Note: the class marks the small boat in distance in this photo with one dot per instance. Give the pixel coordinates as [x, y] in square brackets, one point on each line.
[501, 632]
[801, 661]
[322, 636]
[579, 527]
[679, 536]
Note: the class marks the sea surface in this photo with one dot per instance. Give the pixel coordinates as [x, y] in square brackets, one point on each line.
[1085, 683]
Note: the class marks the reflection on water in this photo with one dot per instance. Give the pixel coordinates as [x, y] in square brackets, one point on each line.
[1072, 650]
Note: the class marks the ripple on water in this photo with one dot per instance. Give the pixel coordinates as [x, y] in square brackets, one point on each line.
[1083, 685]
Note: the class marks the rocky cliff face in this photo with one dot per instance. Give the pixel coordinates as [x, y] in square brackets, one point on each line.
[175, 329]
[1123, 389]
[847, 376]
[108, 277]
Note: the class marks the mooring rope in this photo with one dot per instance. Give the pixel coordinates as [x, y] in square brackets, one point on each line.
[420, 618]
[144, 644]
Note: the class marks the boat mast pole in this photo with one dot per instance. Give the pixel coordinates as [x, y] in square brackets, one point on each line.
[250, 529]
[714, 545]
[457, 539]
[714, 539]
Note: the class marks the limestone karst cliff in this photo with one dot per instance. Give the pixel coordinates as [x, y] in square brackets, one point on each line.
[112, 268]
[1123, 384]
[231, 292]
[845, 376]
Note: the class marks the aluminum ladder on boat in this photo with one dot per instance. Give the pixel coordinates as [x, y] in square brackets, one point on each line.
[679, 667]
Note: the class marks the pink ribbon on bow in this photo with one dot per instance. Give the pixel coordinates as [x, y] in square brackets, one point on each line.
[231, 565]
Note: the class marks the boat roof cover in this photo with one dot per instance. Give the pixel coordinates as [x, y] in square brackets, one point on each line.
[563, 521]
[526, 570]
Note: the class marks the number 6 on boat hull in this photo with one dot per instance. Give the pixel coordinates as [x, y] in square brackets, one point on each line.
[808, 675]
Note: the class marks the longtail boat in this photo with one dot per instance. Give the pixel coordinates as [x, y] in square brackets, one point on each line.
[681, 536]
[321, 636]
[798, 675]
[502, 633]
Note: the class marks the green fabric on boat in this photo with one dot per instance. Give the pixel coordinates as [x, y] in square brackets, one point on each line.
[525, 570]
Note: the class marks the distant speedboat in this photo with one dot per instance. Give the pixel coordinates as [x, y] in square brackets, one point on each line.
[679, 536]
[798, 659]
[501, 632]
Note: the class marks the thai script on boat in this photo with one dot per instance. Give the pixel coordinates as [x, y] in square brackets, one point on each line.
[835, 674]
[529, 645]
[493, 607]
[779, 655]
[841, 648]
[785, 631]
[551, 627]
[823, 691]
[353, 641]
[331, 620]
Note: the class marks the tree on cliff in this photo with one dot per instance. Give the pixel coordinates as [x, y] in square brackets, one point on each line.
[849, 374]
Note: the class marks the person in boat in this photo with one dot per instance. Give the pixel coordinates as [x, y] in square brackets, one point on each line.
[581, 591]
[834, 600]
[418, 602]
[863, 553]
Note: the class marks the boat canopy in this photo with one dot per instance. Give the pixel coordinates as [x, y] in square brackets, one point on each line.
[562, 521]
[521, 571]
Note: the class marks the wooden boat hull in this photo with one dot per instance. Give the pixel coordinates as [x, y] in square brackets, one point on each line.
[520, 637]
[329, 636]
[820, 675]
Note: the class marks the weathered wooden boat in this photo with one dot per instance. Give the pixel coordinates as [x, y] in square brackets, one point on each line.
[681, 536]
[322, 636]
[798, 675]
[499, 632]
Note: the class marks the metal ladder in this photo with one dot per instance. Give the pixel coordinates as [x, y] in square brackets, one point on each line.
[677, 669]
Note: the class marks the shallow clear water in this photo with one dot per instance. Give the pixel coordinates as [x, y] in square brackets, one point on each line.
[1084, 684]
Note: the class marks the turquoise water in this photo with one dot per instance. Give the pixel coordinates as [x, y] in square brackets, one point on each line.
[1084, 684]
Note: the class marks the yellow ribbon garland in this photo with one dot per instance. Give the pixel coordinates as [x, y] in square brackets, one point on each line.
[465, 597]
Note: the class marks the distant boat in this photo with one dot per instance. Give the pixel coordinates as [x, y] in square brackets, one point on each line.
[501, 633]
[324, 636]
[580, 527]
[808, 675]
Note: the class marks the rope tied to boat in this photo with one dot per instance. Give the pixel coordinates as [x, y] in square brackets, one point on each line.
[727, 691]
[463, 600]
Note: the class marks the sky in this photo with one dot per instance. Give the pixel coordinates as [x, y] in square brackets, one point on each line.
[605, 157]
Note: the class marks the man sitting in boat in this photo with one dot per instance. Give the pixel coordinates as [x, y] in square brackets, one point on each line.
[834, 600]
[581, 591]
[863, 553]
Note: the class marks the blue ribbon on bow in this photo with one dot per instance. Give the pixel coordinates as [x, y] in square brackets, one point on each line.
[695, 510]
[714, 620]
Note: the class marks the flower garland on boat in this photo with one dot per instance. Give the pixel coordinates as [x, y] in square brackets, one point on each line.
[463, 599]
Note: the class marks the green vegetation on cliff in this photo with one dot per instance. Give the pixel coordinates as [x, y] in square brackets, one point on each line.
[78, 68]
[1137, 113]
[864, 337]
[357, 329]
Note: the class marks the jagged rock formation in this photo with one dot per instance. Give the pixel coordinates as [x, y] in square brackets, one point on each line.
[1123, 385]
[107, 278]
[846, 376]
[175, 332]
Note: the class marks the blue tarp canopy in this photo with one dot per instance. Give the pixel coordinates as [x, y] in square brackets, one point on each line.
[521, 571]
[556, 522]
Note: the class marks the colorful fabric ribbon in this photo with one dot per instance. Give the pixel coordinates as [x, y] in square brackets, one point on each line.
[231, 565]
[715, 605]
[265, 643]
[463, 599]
○ ○ ○ ○ ○ ○ ○
[What needs to be done]
Set out, exactly as written, the lines from the line with "Note: the class marks the colorful" to the last line of the records, inclusive, and only those lines.

[Result]
Note: the class marks the colorful fabric ribbon in this photo with one dot per instance. Give the pixel coordinates as [x, y] in square brackets, one point on each line.
[231, 565]
[715, 605]
[265, 643]
[463, 599]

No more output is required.